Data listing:
* Begin *
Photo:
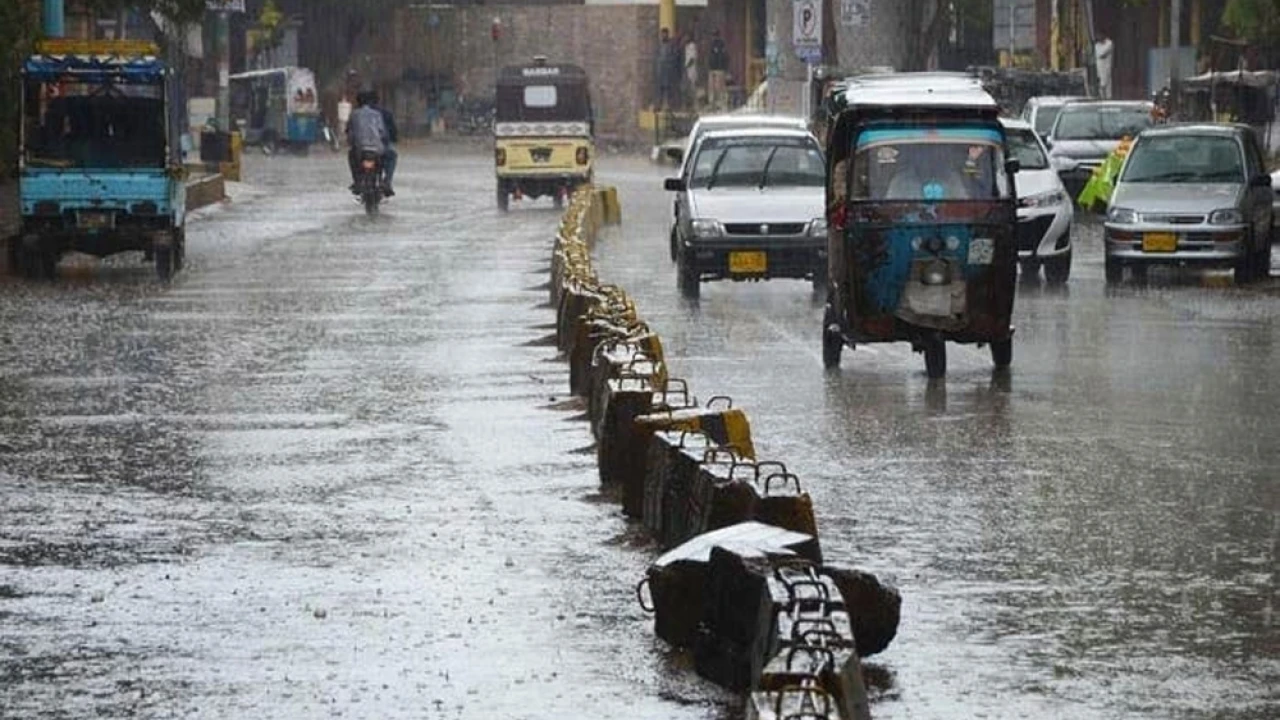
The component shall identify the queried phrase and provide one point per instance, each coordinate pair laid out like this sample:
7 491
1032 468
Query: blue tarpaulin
95 68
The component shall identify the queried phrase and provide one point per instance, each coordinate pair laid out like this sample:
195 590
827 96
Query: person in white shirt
1104 50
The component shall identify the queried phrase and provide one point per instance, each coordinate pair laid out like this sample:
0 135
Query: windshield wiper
1174 176
764 174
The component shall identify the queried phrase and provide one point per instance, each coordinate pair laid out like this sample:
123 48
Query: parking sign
807 28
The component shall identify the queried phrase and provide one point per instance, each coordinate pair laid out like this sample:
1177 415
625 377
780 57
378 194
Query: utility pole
222 33
54 18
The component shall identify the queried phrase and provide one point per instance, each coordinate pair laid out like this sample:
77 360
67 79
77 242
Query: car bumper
799 258
1200 246
1043 233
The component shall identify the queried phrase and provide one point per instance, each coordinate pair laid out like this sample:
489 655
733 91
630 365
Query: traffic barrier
743 583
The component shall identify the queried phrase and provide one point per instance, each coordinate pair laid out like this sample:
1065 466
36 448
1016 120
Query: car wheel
1031 269
1114 272
1002 352
1244 272
686 278
1059 269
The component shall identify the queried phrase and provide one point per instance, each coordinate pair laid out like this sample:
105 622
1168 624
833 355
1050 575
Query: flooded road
323 474
329 472
1092 536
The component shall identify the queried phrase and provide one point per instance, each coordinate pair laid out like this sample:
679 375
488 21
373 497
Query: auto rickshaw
543 131
922 219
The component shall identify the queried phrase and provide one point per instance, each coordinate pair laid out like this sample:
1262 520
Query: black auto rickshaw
922 218
543 131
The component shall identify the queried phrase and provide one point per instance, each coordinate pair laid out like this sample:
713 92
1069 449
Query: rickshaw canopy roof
535 73
95 68
1256 78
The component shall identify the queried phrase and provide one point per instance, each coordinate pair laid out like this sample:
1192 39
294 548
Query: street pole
222 33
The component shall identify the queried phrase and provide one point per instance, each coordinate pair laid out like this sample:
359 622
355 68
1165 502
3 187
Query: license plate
96 220
748 263
1159 242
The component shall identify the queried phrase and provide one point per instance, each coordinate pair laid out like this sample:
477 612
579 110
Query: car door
1257 205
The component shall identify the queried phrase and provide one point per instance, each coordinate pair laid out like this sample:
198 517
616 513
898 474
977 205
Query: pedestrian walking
690 72
1104 51
717 73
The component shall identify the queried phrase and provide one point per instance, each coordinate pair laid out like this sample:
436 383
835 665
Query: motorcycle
369 181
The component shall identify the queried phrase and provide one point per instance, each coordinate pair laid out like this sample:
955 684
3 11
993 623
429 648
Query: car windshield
94 126
758 162
1107 122
1025 149
929 164
1185 159
1045 117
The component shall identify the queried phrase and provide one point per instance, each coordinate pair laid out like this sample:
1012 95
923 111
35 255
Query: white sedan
1045 212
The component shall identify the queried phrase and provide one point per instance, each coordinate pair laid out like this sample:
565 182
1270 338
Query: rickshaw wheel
935 358
1002 352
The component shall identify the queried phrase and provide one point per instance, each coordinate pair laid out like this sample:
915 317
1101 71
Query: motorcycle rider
389 158
366 132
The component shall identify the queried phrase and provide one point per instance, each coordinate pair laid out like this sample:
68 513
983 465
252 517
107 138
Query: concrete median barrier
741 584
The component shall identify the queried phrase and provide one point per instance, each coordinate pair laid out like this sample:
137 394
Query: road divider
743 584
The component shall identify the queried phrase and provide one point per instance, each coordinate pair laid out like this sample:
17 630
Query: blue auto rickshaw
922 218
100 155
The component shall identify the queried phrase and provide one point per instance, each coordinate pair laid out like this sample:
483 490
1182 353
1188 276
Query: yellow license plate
748 263
1159 242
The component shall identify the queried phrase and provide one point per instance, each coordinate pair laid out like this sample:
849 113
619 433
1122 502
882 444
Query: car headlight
1043 199
1226 217
1123 217
705 228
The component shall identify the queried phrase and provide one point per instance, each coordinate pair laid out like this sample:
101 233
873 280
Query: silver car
750 206
1192 195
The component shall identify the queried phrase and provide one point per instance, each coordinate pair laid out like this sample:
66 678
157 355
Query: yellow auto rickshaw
543 131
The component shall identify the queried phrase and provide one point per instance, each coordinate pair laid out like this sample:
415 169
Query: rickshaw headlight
1123 217
936 273
707 228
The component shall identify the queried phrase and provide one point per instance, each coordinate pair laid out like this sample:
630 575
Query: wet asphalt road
330 472
1092 536
323 474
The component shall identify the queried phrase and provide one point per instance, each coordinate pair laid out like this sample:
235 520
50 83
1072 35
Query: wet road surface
323 474
1092 536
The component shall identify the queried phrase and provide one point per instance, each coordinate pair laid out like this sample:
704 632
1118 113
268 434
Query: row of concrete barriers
743 583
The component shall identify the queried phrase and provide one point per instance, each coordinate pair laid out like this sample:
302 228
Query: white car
1045 210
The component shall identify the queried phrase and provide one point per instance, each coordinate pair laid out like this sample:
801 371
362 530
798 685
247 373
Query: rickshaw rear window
540 96
929 164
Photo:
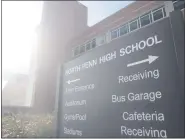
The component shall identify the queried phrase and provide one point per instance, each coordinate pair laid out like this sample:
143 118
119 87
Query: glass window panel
133 25
114 34
157 14
88 46
100 40
145 20
123 30
76 51
82 48
179 4
93 43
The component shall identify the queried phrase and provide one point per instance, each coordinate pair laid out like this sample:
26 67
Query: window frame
147 14
156 10
78 50
117 32
124 25
88 42
95 42
83 45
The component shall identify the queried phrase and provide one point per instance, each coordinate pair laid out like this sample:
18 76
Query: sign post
127 88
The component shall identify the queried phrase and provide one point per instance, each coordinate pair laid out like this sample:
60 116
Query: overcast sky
99 10
19 20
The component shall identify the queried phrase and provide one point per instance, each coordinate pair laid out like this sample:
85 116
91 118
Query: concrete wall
61 21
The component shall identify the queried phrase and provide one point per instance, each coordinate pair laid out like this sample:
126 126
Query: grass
28 125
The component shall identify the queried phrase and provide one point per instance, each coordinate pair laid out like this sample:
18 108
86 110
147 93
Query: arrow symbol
150 59
70 81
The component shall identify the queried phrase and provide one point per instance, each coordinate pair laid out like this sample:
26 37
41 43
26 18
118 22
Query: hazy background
19 22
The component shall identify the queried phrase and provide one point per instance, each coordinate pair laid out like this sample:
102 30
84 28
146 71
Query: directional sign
129 87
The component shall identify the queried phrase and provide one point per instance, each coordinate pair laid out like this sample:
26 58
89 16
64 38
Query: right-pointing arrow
150 59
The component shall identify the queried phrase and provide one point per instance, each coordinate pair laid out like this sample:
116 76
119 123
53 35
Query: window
133 25
179 4
76 51
145 20
82 48
157 14
100 40
164 12
124 30
93 43
88 46
114 34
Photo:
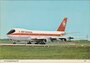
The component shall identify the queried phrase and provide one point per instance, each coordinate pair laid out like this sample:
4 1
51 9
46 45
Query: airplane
39 37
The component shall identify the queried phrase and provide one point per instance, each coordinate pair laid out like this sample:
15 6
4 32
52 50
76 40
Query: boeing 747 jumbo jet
39 37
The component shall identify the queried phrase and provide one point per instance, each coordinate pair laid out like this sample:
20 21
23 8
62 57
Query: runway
49 44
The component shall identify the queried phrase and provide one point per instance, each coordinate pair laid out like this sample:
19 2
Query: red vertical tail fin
62 26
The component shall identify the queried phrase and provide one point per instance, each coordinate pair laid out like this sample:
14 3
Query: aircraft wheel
29 42
64 39
14 42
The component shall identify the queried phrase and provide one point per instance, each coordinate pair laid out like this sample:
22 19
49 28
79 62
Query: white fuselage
23 34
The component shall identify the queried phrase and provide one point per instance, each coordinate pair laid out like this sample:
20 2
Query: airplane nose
11 31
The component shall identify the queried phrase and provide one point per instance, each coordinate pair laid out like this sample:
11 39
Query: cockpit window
11 31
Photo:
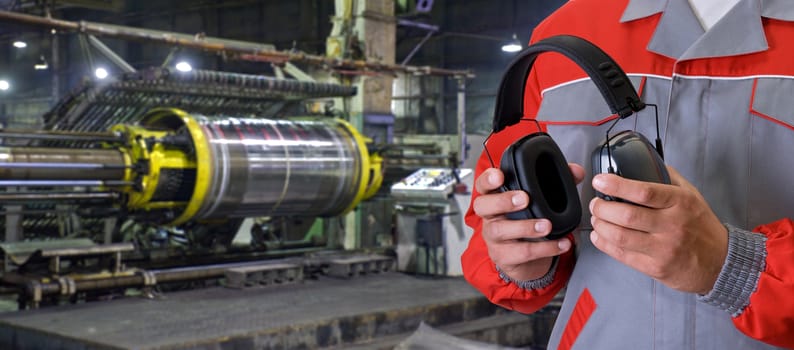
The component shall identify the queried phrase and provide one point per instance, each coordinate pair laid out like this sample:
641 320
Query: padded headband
610 79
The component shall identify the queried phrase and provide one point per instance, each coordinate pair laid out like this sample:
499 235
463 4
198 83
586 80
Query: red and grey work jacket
726 106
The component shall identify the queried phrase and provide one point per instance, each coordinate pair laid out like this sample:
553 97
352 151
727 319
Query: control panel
429 183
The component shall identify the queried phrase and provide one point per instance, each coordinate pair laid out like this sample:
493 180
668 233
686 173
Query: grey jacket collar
679 34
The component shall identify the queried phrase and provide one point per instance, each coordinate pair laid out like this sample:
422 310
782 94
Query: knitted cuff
739 276
538 283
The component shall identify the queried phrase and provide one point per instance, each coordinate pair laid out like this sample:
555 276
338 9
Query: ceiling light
41 64
101 73
183 66
513 46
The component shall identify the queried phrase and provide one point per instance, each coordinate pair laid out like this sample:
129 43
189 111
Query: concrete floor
327 312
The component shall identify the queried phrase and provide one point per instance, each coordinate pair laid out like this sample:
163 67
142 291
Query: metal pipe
238 49
60 136
110 55
62 183
64 166
57 196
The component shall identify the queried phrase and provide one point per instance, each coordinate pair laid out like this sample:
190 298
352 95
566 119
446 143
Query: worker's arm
756 283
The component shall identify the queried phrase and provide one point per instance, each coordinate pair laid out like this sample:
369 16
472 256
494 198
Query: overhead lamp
183 66
513 45
41 64
101 73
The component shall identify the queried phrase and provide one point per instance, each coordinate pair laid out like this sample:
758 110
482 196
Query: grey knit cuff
739 276
538 283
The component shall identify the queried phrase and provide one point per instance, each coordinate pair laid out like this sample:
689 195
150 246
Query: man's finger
577 171
627 215
649 194
521 252
624 238
490 180
512 230
496 204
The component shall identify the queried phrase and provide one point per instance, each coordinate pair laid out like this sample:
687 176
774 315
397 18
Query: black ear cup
631 155
536 165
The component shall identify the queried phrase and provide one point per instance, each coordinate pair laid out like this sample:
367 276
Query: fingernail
564 244
599 183
518 200
492 179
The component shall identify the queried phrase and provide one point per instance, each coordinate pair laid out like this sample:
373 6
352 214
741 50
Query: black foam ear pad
536 165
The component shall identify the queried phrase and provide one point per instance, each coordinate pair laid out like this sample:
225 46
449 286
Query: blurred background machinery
178 168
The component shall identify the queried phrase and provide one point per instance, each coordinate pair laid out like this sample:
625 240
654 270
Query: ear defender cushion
536 164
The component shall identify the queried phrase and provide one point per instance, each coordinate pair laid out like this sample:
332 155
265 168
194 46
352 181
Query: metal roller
* End *
**Required task**
Report every line of the items that contains the word "white". Case counts.

**Written response**
Query: person in white shirt
Query: white sedan
Query: white car
Query: white fuselage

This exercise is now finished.